--- EXERCISE AIM ---
In the Lab Earth post, which company is partnering with Craig Venter's research program on algae?

--- SOURCE PASSAGE ---
◆ ◆ ◆

Sunday, May 23, 2010

Lab Earth


I watched the other day with my 18 year old daughter the film Blade Runner, which I had not seen since I'd watched it in a London West End cinema when it first came out in the early 1980s. When the film began, my daughter giggled because she thought it was amusing to see how Ridley Scott and his team had envisaged thirty years ago that the world in 2019 (tomorrow, that is for my daughter) would look more like a laboratory that's gone out of control than like a living planet.

Well, I'm sorry for my daughter but it looks like humankind may have made a giant step towards Blade Runner last week, with Craig Venter's synthetic life première announcement.

Besides all the obvious bioethical issues the announcement is raising, there is also a host of fundamental environmental questions that Richard Black addressed quite comprehensively on Friday in his blog.

Among the numerous issues raised, I'd been wondering for a while why well publicized plans to artificially develop algae thought to be liable to absorb CO2 (one of the most immediate objectives of Craig Venter's research programme in partnership with Exxon) and to be also a source of algae fuel are not causing more public debate.

◆ ◆ ◆

--- AVAILABLE DATA ---
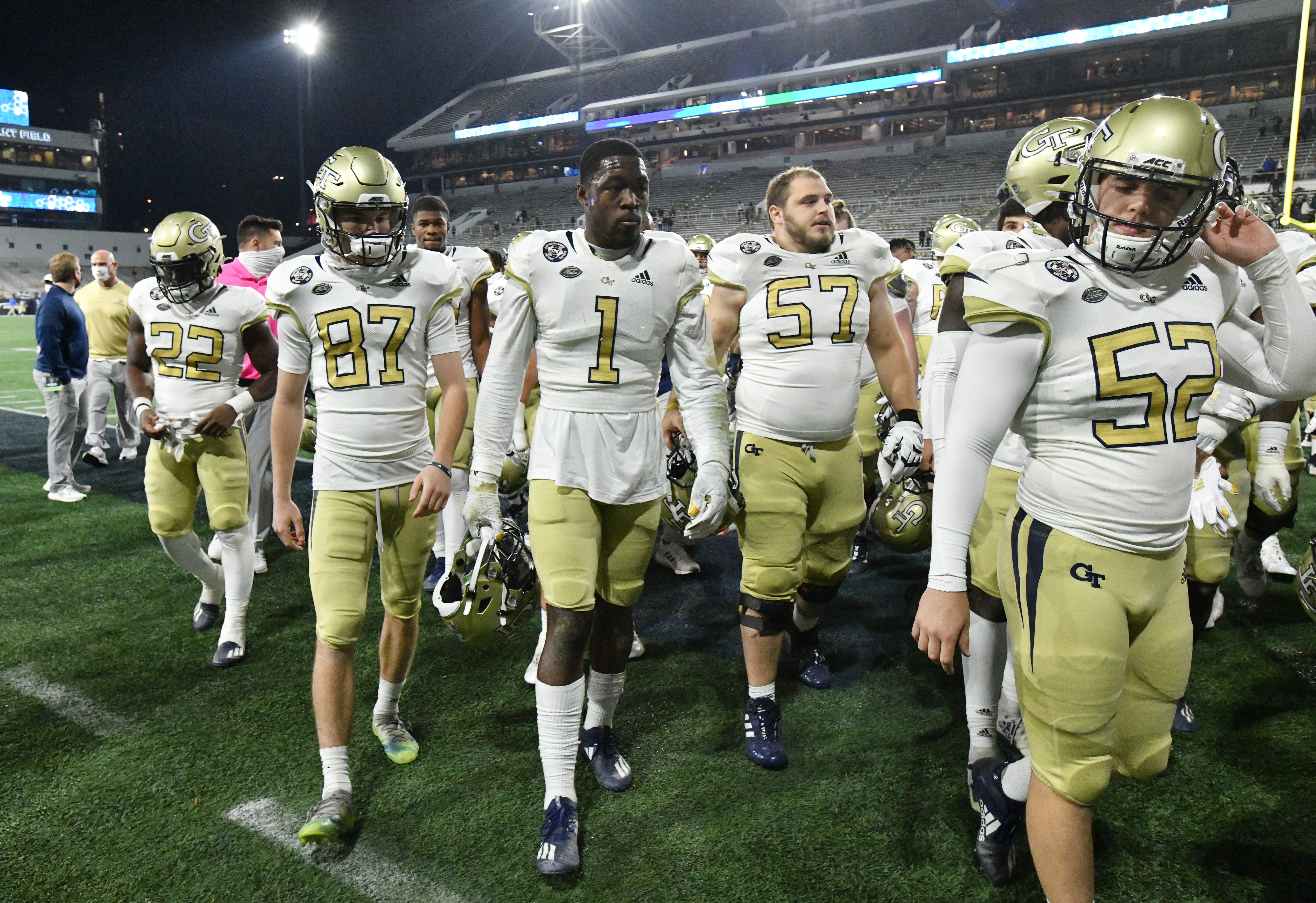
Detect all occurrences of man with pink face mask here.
[207,213,283,574]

◆ ◆ ◆

--- RESPONSE TO THIS TASK ---
Exxon